## What you will do
Count how many of the rows below contain the word "green", and reply with only that number.

Location identification items
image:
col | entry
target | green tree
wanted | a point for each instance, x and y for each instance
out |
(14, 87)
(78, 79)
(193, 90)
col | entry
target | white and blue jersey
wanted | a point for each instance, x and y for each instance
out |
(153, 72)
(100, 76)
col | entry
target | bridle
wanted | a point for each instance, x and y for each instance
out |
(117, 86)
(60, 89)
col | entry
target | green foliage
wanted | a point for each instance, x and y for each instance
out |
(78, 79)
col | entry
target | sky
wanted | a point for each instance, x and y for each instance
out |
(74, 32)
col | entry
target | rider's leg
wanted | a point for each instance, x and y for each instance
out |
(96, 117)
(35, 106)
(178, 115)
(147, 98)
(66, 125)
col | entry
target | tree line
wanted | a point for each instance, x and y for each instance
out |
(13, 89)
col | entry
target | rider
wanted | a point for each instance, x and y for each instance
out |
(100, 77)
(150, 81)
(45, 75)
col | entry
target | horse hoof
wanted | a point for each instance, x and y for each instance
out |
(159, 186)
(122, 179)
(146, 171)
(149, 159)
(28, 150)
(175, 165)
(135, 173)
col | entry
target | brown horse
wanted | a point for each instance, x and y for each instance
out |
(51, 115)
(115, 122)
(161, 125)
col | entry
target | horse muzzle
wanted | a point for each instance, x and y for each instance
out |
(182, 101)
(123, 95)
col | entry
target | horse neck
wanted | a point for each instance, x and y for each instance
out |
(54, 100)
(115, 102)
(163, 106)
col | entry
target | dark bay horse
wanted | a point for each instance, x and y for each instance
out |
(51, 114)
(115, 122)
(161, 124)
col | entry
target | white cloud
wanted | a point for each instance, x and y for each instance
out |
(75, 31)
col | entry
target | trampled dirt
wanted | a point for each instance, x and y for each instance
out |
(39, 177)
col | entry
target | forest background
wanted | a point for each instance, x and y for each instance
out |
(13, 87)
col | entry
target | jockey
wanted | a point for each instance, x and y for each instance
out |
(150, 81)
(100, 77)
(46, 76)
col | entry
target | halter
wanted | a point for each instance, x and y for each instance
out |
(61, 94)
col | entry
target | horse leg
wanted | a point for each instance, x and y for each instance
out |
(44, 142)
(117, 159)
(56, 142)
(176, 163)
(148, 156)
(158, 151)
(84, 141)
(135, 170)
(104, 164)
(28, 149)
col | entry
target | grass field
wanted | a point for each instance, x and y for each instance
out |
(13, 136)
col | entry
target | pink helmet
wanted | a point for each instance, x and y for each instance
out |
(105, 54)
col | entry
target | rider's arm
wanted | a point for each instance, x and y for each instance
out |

## Exercise result
2